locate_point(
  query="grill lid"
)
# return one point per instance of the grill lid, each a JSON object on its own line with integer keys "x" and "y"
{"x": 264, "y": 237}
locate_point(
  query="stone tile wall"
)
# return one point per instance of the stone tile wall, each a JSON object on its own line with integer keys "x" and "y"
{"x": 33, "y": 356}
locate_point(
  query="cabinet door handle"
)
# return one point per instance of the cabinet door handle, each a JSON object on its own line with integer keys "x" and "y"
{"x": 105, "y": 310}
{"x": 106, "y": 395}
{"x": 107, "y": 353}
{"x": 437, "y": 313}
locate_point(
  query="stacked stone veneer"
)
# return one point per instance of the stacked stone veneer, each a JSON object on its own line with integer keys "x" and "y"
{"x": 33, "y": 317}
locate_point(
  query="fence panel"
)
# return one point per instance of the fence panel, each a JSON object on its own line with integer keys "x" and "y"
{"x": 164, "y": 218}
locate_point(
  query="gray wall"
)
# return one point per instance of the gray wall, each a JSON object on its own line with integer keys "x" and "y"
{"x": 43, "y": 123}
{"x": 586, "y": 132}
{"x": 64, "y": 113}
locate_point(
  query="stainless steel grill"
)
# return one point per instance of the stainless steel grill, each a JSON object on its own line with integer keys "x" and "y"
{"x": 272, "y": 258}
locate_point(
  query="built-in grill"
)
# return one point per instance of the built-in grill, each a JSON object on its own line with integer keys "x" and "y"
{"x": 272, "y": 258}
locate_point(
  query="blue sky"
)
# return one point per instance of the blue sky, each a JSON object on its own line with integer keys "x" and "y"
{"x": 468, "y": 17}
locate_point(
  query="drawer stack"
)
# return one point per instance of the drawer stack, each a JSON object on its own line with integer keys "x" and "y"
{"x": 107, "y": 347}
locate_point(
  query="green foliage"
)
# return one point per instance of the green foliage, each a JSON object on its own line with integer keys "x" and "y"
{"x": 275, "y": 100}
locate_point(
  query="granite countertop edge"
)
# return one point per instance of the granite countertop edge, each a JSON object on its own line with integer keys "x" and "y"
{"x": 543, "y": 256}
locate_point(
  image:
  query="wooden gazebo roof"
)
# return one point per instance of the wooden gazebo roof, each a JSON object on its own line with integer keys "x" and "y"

····················

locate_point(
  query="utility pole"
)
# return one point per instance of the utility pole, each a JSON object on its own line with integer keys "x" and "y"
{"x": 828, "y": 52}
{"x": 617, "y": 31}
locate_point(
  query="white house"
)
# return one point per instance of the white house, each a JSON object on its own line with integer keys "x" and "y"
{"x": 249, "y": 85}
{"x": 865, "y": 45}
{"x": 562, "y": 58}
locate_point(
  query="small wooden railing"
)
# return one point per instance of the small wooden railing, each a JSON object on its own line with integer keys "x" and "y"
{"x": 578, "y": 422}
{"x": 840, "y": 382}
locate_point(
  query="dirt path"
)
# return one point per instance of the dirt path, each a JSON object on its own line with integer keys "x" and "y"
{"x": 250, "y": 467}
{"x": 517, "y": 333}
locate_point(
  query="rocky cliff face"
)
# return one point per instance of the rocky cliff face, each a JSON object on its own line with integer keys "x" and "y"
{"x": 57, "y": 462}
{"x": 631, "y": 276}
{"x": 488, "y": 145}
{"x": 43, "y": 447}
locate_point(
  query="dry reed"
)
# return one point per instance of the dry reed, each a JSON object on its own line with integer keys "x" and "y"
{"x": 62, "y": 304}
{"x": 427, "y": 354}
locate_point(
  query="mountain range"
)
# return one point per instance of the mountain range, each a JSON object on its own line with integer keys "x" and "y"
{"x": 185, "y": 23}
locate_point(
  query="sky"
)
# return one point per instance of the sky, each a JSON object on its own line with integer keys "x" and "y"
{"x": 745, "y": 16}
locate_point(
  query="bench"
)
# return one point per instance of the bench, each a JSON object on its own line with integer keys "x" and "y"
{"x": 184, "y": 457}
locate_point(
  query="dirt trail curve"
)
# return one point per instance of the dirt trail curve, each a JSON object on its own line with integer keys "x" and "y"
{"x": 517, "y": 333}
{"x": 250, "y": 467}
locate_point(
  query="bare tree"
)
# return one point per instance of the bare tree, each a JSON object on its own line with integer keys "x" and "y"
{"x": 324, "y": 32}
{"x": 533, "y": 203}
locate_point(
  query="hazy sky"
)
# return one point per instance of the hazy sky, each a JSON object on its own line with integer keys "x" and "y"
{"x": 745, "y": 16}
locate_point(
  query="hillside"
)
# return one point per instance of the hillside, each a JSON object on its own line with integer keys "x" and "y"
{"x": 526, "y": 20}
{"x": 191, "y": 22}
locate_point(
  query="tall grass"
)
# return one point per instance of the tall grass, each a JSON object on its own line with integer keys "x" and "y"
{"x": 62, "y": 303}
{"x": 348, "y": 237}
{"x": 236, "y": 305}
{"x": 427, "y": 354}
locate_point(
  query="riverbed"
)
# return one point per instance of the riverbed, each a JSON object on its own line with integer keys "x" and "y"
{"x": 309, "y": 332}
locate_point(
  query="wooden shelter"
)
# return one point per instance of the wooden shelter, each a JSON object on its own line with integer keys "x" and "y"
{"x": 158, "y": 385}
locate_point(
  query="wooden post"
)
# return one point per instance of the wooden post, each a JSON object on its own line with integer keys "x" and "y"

····················

• WHAT YOU WILL DO:
Filter the listing by the string "gazebo"; copy each matching line.

• RESPONSE TO THE TASK:
  query="wooden gazebo roof"
# return one point per instance of the wooden gazebo roof, each a JSON object on its own line with integer keys "x" and "y"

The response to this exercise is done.